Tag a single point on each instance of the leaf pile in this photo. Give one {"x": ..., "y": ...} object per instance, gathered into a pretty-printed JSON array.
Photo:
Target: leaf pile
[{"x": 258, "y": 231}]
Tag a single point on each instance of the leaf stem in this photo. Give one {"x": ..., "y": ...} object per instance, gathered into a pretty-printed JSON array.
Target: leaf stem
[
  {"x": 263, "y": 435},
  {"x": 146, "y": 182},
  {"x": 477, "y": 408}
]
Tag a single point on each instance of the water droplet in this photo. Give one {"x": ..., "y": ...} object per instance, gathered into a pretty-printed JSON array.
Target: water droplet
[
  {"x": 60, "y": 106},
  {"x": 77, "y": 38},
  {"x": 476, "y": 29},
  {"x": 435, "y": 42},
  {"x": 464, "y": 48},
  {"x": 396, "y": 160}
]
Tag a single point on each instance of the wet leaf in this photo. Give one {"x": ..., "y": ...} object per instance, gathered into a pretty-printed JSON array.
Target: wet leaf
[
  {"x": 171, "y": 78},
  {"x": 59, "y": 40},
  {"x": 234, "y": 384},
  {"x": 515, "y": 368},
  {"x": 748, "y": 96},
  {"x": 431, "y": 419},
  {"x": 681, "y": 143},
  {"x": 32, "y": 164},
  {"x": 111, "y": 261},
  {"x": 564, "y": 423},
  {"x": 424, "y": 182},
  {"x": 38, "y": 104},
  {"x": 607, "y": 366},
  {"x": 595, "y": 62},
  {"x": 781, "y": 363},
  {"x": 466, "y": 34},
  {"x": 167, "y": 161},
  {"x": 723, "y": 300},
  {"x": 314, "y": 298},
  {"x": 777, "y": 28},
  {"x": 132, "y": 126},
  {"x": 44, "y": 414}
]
***
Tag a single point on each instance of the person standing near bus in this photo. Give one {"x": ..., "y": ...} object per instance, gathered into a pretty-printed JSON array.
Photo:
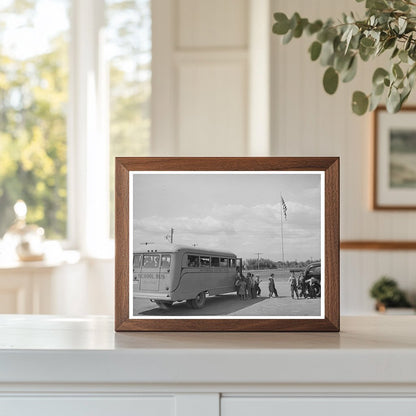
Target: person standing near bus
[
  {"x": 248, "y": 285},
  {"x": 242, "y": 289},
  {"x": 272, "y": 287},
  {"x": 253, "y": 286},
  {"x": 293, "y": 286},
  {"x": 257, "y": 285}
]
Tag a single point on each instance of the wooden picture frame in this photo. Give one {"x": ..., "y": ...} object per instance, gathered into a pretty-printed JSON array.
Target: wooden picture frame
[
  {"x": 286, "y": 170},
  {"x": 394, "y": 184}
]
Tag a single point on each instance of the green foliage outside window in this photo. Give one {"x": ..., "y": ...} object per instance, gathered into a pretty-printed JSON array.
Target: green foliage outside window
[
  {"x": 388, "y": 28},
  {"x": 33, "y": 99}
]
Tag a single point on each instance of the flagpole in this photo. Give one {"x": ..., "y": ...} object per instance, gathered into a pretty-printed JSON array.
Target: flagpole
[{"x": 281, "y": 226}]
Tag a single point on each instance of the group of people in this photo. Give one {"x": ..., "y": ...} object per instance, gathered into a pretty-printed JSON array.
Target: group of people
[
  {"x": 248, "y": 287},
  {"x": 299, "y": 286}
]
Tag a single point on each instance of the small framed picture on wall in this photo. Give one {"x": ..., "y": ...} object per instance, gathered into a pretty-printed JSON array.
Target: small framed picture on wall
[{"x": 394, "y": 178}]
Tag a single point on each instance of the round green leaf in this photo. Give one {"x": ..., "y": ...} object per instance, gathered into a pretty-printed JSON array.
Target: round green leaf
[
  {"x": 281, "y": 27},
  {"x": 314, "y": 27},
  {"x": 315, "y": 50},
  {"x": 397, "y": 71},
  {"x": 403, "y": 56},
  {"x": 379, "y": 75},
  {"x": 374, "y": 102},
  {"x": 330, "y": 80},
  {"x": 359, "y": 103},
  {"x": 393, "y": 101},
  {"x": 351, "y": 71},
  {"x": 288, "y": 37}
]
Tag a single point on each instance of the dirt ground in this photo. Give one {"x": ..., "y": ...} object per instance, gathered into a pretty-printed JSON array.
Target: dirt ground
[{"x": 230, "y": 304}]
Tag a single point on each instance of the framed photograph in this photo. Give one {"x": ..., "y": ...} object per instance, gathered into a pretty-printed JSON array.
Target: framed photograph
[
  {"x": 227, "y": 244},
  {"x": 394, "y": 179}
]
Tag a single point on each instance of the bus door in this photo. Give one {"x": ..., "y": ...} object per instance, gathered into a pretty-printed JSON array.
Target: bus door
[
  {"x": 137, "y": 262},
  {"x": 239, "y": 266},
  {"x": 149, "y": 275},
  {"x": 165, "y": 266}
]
***
* [YOUR OBJECTIVE]:
Pull out every line of the entries above that contains the word "group", matching case exactly.

* [SOLUTION FOR THIS EXERCISE]:
Tag a single point on each instance of the group of people in this photo. Give one {"x": ..., "y": ...} object per instance, gathered into a pretty-printed JSON array.
Target: group of people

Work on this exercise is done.